**Exercise text**
There are over 350,000 individuals currently projected to be living in the U.S. with lupus[1], and effective patient management is difficult. Clinicians rely on patient-reported symptoms, clinical presentation, and antibody-based lab testing to gain an understanding of a patient’s current state of disease, but these provide limited information on the best course of treatment, disease activity, or disease prognosis. New diagnostic tools are needed to improve SLE diagnosis and disease characterization.

Soon, low-cost gene expression monitoring will be conducted at home, enabling the stratification of patient sub-populations based on immune pathway activation for disease activity and severity over time. To that end, DxTerity, a patient-centric genomics company, launched The LIFT Study (Lupus Interval Monitoring to Manager Disease Flare and Enable Treatment Optimization), and enrolled more than 1,400 lupus patients using social media-based recruiting to participate in at-home sample collection, DxCollect®.[2]

The LIFT study demonstrated the potential for a from-home blood test that measures type I interferon (IFN) gene expression levels associated with key immune response pathways. The activity of these pathways can be measured by modules, which are groups of genes that behave similarly within a pathway. The Autoimmune Profiler (AIP) provides a low cost, high throughput analysis of 11 different modules to help the clinicians by personalizing lupus care and treatment based on the genetics of an individual’s disease.

**Work order A**
According to the passage on lupus gene-expression testing, why are new diagnostic tools needed for SLE? Answer in one to three sentences.
**Work order B**
Write a continuation of the passage on lupus gene-expression testing, beginning after its final sentence.
The items have no connection to the passage on lupus gene-expression testing.

**Data for analysis**
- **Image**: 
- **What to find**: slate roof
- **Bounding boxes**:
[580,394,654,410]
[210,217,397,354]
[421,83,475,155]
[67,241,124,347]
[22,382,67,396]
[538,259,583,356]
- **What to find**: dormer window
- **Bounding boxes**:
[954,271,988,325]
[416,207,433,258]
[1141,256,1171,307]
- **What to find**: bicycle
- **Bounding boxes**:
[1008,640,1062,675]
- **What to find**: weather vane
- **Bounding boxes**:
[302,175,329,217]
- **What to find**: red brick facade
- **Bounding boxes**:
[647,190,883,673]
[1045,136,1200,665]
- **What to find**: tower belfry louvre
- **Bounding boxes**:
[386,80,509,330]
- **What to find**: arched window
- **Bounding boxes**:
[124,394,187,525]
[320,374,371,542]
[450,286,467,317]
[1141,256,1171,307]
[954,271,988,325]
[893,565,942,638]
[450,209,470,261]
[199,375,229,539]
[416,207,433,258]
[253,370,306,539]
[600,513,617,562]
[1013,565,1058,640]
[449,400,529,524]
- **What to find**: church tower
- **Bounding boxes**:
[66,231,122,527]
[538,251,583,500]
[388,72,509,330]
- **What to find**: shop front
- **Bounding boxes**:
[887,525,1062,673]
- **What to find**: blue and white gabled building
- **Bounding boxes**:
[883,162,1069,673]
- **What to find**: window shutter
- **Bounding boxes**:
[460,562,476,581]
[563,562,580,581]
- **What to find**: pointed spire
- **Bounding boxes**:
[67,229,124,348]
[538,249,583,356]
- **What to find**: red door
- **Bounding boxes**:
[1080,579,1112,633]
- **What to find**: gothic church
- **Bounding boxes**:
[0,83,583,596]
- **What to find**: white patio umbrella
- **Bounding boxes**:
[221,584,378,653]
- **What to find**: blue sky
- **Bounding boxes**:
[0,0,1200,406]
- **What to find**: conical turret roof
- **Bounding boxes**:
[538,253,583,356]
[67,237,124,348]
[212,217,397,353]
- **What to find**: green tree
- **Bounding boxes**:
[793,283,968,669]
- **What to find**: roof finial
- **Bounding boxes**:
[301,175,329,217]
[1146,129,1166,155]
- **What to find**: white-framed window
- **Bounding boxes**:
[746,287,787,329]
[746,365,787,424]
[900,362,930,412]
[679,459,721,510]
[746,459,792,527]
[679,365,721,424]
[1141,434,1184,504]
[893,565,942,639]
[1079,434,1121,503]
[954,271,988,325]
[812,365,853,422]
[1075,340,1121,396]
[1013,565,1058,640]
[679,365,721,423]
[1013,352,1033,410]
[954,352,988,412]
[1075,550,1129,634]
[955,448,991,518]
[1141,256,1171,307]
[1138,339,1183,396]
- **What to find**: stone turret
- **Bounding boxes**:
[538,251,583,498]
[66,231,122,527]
...
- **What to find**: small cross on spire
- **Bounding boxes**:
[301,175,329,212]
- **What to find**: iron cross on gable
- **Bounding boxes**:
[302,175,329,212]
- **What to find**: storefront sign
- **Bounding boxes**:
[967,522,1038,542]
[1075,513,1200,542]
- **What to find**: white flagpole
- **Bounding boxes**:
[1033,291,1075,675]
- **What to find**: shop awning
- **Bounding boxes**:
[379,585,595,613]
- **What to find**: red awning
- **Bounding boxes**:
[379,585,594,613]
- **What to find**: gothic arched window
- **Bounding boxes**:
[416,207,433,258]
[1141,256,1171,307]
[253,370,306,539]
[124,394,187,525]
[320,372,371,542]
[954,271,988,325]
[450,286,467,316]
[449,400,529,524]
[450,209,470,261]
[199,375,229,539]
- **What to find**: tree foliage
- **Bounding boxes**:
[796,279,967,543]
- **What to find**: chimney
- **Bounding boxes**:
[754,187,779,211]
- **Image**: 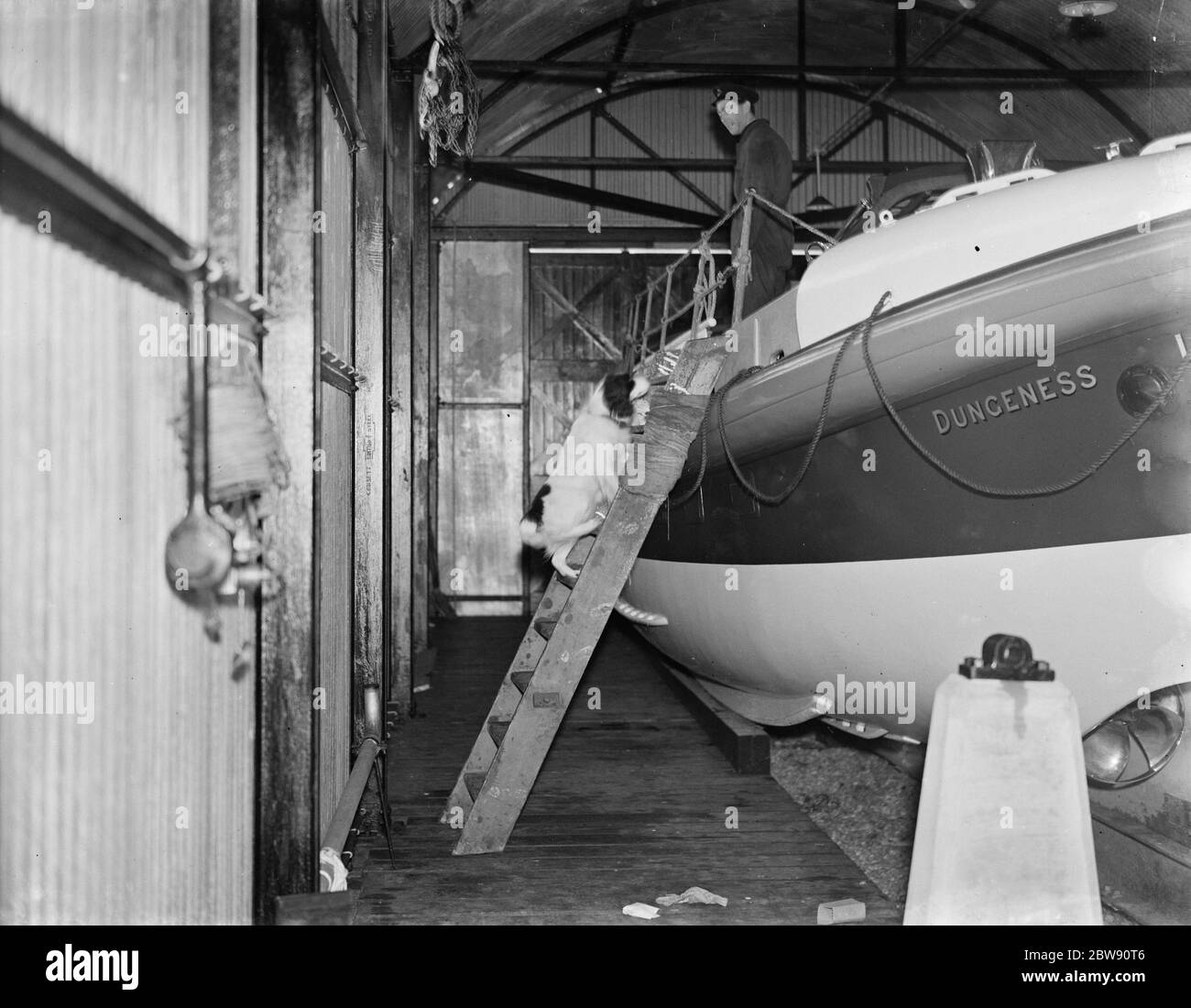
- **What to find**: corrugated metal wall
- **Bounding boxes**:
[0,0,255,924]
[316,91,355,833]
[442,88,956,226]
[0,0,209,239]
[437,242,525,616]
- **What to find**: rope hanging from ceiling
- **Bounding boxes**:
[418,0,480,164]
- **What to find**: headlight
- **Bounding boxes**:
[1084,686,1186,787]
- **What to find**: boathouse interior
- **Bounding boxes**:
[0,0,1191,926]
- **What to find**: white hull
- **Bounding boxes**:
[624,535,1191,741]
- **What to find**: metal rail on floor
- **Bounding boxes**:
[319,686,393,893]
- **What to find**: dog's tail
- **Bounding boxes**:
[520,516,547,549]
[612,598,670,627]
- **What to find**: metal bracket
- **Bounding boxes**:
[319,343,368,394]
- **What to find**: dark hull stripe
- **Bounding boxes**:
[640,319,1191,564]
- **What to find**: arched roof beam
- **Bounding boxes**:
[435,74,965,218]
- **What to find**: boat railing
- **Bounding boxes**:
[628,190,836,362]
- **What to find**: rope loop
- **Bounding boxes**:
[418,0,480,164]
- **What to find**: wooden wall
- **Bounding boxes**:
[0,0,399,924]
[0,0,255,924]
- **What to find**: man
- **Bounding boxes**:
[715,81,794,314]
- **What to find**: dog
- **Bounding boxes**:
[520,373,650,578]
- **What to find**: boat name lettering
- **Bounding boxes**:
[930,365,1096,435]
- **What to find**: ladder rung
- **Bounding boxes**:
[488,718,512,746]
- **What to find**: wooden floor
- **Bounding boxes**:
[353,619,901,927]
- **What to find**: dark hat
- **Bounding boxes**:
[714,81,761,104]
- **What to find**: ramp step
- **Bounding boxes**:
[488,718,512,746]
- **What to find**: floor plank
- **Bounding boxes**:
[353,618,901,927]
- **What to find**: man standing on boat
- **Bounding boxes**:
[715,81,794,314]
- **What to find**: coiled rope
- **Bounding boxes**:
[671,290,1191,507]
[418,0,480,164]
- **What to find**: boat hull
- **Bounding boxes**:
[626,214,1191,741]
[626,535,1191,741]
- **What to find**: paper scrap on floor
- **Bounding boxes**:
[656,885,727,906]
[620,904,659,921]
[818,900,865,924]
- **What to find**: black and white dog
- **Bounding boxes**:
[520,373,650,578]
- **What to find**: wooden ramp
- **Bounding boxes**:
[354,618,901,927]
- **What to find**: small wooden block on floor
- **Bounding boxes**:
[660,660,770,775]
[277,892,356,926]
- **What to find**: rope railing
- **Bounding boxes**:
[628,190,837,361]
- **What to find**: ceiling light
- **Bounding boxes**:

**Answer A**
Clinicians currently rely on patient-reported symptoms, clinical presentation, and antibody-based lab testing. These give limited information on the best course of treatment, disease activity, or disease prognosis.

**Answer B**
The results thus far are promising. Utilizing the IFN module with the AIP test, there was a 97% success rate for assessing type I IFN high/low status based upon gene expression testing of the participant-collected blood sample. The analysis of 1,249 samples spanning a large range of disease activity and severity levels demonstrated about 36% expressed high-IFN. Additionally, the IFN gene expression levels from the LIFT study cohort reflected similar findings to a previous study that sought to predict patient subpopulations with disease severity (Bello et. al., 2016).

In the studies above, two sub-populations were shown to be more severe: African Americans and patients with disease diagnosis at less than 18 years of age. In LIFT, these subpopulations, in addition to correlating with higher disease severity, demonstrated higher IFN expression levels as well. IFN expression was 68% in African Americans compared to 29% in Caucasians. Also, in patients with disease diagnosis at less than 18 years of age, levels were 63% compared to 33% (disease diagnosis between the ages 18-50) and 23% (patients diagnosed at over age 50).

A from-home RNA-based blood test, combined with genomic immune profiling, may soon assist clinicians in identifying individuals likely to have more severe forms of lupus, and help them better understand a patient’s clinical progression and potential response to emerging therapies or treatments.

[1] CDC, “Lupus Detailed Fact Sheet: SLE Prevalence and Incidence,” https://www.cdc.gov/lupus/facts/detailed.html: accessed 2018-4-18

[2] For Research Use Only. Not for use in diagnostic procedures.